▸ Probleemstelling: Tel in hoeveel regels van het materiaal hieronder de tekenreeks "railing" voorkomt, waarbij het verschil tussen hoofdletters en kleine letters meetelt. Geef uitsluitend dat aantal.
====== Materiaal bij opgave ======
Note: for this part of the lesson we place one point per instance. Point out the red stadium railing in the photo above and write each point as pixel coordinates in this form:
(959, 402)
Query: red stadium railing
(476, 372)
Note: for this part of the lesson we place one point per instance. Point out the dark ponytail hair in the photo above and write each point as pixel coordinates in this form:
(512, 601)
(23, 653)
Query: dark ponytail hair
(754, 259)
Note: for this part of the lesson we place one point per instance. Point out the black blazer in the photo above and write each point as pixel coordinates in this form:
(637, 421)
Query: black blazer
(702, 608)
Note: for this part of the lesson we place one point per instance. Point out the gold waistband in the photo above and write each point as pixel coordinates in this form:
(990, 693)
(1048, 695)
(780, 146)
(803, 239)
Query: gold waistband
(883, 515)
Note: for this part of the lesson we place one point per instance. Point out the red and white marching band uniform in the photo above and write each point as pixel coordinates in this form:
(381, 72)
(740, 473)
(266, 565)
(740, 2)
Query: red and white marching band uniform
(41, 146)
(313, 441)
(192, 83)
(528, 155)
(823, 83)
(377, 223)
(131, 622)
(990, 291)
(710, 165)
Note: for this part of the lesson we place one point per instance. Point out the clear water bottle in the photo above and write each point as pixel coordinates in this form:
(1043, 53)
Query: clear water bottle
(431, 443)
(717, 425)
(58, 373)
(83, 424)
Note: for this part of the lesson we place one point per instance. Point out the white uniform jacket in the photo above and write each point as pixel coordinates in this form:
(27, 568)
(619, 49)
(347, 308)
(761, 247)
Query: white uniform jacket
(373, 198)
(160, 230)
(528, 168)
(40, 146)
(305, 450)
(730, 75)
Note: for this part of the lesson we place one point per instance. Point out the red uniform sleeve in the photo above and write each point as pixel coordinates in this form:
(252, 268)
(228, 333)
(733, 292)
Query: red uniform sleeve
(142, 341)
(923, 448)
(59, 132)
======
====== Materiaal bij opgave ======
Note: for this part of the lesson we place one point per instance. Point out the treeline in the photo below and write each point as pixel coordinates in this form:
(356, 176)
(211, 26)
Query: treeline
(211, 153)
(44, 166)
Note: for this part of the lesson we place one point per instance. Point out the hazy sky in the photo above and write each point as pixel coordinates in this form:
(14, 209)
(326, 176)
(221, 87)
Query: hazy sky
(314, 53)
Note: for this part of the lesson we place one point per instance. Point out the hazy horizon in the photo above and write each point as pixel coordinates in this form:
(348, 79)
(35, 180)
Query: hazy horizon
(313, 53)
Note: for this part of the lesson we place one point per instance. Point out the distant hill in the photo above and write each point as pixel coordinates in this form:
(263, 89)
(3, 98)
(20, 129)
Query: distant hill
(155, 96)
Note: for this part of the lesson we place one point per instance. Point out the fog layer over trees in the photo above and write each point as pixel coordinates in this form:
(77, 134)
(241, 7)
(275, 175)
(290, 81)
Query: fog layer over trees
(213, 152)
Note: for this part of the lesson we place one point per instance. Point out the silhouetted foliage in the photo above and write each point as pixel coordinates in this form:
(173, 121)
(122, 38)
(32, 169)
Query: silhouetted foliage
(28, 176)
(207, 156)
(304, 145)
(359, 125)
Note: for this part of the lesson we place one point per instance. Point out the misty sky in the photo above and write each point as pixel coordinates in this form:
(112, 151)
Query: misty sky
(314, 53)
======
▸ Het resultaat: 2